| Selected extract |
================

Photographer Examines Our Obsession with Beauty, Airbrushing

Anna Hill/Nebulaedecay.com
Anna Hill/Nebulaedecay.com
Elise Solé, Shine Staff

Who needs makeup when you can airbrush your photos?

That's the question photography major Anna Hill, 24, a senior at East Carolina University, is sending with her new photo series, Beauty is Only Pixel Deep, self-portraits that mock the beauty industry's overuse of airbrushing. "I taught myself Photoshop when I was 14 and ever since, my eye is trained to see exactly where models have been altered," Hill tells Yahoo Shine.

Hill, who created the work as part of a class project, uploaded the series to Reddit on Monday night and says the response has been overwhelming. "I think people like to be reminded that the beautiful models we're surrounded by daily, aren't actually as real as they seem - without extensive makeup and editing, many don't look that much better than the rest of us," says Hill.

"I was researching beauty advertisements from the 1950s and noticed how many placed emphasis on maintaining a perfect marriage," says Hill. "If you didn't look perfect and wear perfume and high heels, your husband would leave you. I wanted to re-imagine how Photoshop would be advertised in that era."

================

| Information provided |

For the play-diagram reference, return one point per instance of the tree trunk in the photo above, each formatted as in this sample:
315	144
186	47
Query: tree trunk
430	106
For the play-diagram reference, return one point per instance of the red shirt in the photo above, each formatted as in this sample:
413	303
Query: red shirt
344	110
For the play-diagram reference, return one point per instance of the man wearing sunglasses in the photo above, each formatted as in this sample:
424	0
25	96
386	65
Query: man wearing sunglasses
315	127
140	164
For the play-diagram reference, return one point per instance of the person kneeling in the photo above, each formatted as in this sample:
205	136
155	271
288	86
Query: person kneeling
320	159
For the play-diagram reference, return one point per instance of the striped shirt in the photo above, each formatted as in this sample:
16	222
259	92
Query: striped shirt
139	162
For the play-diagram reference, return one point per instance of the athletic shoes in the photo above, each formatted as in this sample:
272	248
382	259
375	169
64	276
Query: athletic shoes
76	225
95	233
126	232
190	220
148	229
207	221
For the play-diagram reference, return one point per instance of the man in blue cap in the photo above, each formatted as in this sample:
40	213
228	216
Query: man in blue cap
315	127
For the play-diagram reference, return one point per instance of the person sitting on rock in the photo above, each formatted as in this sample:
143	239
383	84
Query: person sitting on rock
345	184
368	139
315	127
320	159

================

| Activity 1 |
List every website, online service, or software program named in the article about Anna Hill's photo series.
| Activity 2 |
Answer these questions from the article about Anna Hill's photo series:
(a) At what age did Hill teach herself Photoshop?
(b) When did she upload the series to Reddit?
(c) From which decade were the beauty advertisements she researched?
| Activity 3 |
Extend the article about Anna Hill's photo series past its final sentence.

| Output 1 |
Nebulaedecay.com
Photoshop
Reddit
Yahoo Shine

| Output 2 |
(a) At 14.
(b) On Monday night.
(c) The 1950s.

| Output 3 |
"Mascara ads always promise women lashes that are 50 percent longer, but because most companies don't actually use their product in their own advertising; they digitally enhance the models' eyelashes," says Hill. "I wanted to apply that idea to a limb-lengthening serum that promised 50 percent longer legs."

"In beauty advertisements, skin is unbelievably perfect with no pores," says Hill. "I purposely made my skin flawless to point out how unrealistic this look is."

"I digitally altered one side of my face and left the other side untouched, so the viewer can really understand the difference between ads and real life," says Hill. "Here, airbrushing can be used to replace one hundred makeup products or even plastic surgery."